[Activity]
The answer must be an exact transcription of the lines below from the first through the one containing "Target: wooden fence", with the pictures left out; please add nothing else.

════════════════

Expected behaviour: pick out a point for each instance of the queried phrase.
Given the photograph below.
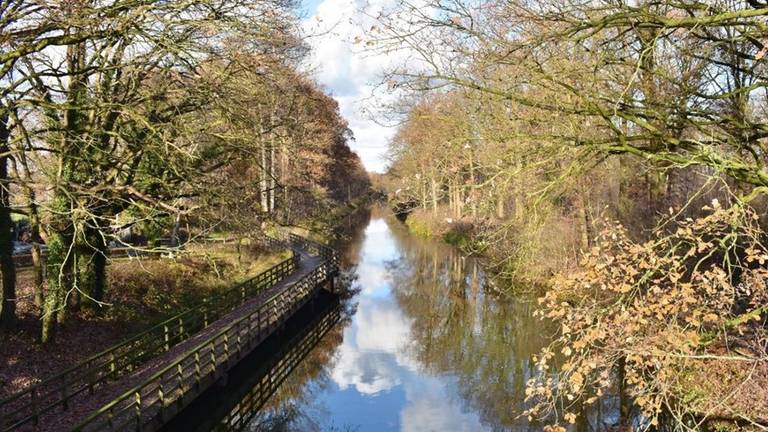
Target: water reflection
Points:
(426, 348)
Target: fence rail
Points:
(314, 248)
(57, 391)
(164, 393)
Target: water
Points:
(421, 347)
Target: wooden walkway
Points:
(150, 394)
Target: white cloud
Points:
(350, 73)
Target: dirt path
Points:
(83, 405)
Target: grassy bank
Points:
(140, 292)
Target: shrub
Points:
(650, 312)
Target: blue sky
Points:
(347, 73)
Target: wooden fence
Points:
(57, 391)
(151, 403)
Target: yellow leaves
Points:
(576, 381)
(655, 307)
(570, 418)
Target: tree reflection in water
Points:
(423, 347)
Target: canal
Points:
(420, 345)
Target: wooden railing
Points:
(275, 371)
(314, 248)
(57, 391)
(163, 394)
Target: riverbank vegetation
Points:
(614, 154)
(149, 126)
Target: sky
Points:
(347, 72)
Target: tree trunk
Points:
(434, 196)
(263, 185)
(272, 182)
(91, 268)
(7, 266)
(59, 265)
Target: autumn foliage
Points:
(644, 315)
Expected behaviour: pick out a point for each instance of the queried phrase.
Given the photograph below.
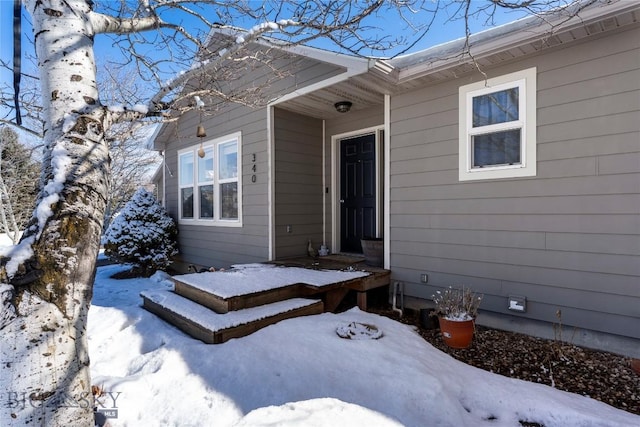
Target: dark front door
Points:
(357, 191)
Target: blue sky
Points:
(442, 31)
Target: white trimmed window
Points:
(209, 182)
(498, 127)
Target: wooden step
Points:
(215, 328)
(252, 287)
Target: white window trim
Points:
(526, 81)
(215, 221)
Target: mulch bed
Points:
(603, 376)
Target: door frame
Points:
(378, 131)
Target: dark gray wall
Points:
(298, 183)
(220, 246)
(567, 239)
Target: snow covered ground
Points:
(300, 373)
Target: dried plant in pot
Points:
(457, 309)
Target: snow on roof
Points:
(217, 322)
(245, 279)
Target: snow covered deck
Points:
(251, 285)
(217, 306)
(214, 328)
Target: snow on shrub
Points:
(142, 235)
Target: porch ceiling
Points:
(362, 91)
(441, 63)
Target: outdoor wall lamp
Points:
(343, 106)
(201, 133)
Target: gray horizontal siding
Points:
(298, 183)
(567, 239)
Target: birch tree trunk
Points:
(44, 347)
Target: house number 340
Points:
(254, 168)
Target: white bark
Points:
(44, 349)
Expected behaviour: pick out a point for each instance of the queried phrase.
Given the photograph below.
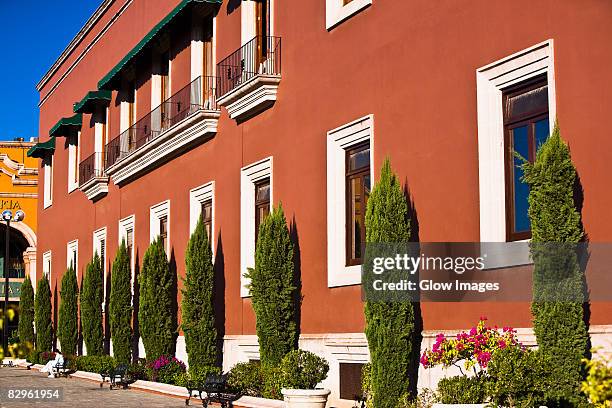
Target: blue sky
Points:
(34, 33)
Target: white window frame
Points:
(249, 176)
(197, 196)
(336, 12)
(72, 247)
(490, 81)
(338, 141)
(73, 161)
(48, 186)
(98, 236)
(47, 264)
(125, 224)
(155, 214)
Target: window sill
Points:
(251, 97)
(197, 127)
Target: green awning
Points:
(113, 75)
(40, 149)
(88, 103)
(62, 127)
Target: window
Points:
(201, 206)
(48, 187)
(47, 265)
(256, 195)
(358, 191)
(495, 83)
(526, 127)
(349, 175)
(350, 380)
(337, 11)
(262, 203)
(160, 224)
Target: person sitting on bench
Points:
(58, 361)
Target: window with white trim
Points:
(350, 169)
(72, 255)
(47, 264)
(337, 11)
(496, 83)
(159, 225)
(47, 163)
(202, 205)
(73, 160)
(252, 176)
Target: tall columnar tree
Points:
(390, 326)
(198, 321)
(120, 306)
(91, 308)
(559, 321)
(273, 289)
(157, 312)
(42, 315)
(68, 325)
(26, 313)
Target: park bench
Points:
(117, 377)
(215, 389)
(62, 369)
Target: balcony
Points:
(188, 117)
(93, 180)
(249, 78)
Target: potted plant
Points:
(470, 352)
(301, 372)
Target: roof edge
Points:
(75, 42)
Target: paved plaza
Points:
(77, 392)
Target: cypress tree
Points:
(120, 306)
(390, 326)
(273, 290)
(198, 321)
(558, 284)
(26, 313)
(42, 315)
(67, 329)
(91, 308)
(157, 312)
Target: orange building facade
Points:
(159, 112)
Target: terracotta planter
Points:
(305, 398)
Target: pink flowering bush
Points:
(475, 348)
(165, 369)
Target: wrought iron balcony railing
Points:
(260, 56)
(91, 167)
(199, 94)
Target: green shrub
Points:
(273, 290)
(95, 364)
(42, 315)
(91, 307)
(303, 370)
(26, 313)
(157, 311)
(68, 329)
(559, 325)
(120, 306)
(462, 390)
(247, 379)
(198, 322)
(390, 327)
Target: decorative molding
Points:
(197, 126)
(338, 140)
(95, 188)
(252, 97)
(490, 81)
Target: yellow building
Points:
(18, 191)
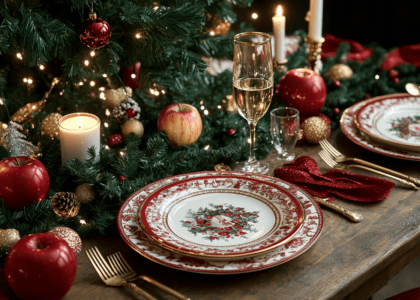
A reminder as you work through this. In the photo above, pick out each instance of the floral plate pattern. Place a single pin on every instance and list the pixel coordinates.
(348, 127)
(133, 235)
(391, 120)
(221, 217)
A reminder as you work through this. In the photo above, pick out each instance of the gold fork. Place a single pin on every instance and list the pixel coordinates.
(123, 269)
(333, 164)
(109, 276)
(339, 157)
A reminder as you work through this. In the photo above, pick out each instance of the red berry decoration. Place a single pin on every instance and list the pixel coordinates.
(115, 140)
(95, 32)
(392, 74)
(130, 113)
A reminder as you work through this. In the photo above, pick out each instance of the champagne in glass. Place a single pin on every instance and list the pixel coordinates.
(252, 86)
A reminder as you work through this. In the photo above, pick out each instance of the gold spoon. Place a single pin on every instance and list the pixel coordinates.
(413, 89)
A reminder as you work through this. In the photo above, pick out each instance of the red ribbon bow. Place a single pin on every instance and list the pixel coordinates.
(304, 172)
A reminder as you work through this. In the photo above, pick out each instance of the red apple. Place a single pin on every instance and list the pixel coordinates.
(40, 266)
(181, 122)
(24, 180)
(302, 89)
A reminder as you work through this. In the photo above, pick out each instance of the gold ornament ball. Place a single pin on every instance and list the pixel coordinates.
(8, 237)
(113, 97)
(70, 236)
(50, 125)
(339, 72)
(132, 125)
(85, 192)
(314, 129)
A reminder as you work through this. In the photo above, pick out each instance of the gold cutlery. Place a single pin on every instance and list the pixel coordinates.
(339, 157)
(352, 215)
(333, 164)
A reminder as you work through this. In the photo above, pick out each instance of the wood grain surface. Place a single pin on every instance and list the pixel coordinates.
(349, 261)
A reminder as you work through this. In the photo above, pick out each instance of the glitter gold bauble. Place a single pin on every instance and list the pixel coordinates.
(222, 168)
(216, 26)
(70, 236)
(85, 192)
(24, 114)
(315, 129)
(113, 97)
(50, 125)
(339, 72)
(8, 237)
(132, 125)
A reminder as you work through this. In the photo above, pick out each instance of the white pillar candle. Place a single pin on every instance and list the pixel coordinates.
(315, 22)
(78, 133)
(279, 31)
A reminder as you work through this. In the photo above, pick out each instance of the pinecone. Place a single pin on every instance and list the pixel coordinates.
(66, 204)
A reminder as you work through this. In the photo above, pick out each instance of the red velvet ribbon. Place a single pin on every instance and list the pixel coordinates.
(304, 172)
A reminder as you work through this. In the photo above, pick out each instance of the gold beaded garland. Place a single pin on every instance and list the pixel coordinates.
(314, 129)
(8, 237)
(339, 72)
(50, 125)
(132, 125)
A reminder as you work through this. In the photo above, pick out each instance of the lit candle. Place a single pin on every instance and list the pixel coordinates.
(315, 22)
(279, 30)
(78, 133)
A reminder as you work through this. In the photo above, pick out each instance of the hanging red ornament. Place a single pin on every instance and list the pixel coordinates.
(115, 140)
(95, 32)
(130, 113)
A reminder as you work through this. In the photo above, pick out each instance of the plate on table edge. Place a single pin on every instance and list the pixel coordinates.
(372, 123)
(133, 235)
(349, 129)
(155, 211)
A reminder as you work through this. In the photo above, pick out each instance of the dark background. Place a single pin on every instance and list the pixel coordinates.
(370, 22)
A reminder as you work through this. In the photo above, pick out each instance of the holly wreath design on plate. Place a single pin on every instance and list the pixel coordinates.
(220, 222)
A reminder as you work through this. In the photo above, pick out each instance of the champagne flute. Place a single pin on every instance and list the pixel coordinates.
(252, 87)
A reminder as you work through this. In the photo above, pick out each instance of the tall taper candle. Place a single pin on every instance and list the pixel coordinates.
(315, 22)
(279, 31)
(78, 133)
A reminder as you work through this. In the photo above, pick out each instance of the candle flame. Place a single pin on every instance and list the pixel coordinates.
(279, 11)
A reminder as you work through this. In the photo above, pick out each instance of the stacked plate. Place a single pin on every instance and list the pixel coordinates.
(220, 223)
(388, 125)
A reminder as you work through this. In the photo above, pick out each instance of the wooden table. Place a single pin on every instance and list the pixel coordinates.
(349, 261)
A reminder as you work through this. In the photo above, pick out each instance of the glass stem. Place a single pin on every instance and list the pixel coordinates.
(252, 127)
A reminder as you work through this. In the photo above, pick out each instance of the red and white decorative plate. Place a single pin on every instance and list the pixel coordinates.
(348, 127)
(132, 233)
(391, 120)
(221, 217)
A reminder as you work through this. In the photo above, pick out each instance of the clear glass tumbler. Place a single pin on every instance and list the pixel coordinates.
(284, 131)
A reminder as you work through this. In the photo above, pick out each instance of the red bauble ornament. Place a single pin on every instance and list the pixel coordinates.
(95, 32)
(302, 89)
(115, 140)
(23, 181)
(40, 266)
(130, 113)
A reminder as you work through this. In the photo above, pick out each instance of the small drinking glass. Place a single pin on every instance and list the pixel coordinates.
(284, 131)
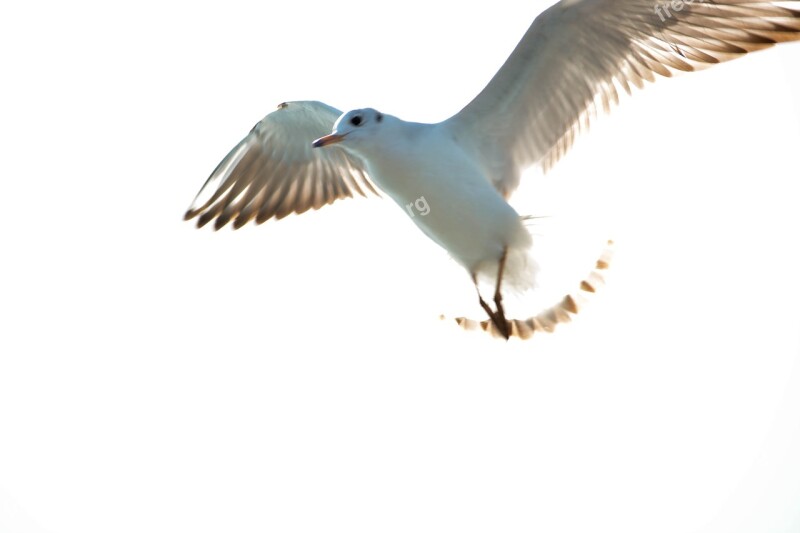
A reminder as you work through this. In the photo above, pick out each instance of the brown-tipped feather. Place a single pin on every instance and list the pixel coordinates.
(274, 171)
(551, 317)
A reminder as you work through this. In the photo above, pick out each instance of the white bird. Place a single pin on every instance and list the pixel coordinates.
(454, 177)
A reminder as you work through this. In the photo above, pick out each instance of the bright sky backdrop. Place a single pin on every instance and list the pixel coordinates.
(294, 377)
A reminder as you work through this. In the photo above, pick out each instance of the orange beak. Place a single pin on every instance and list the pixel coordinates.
(333, 138)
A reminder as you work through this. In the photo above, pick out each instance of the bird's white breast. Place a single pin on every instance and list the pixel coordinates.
(442, 189)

════════════════

[Result for this exercise]
Expected behaviour: pick out a point for each instance of the queried phrase.
Given the photograph below.
Target: water reflection
Points:
(426, 348)
Target: fence rail
Points:
(314, 248)
(57, 391)
(164, 393)
Target: water
Points:
(421, 347)
Target: wooden walkway
Points:
(150, 394)
Target: white cloud
Points:
(350, 73)
Target: dirt path
Points:
(83, 405)
Target: grassy bank
Points:
(140, 292)
Target: shrub
Points:
(650, 312)
Target: blue sky
Points:
(347, 73)
Target: wooden fence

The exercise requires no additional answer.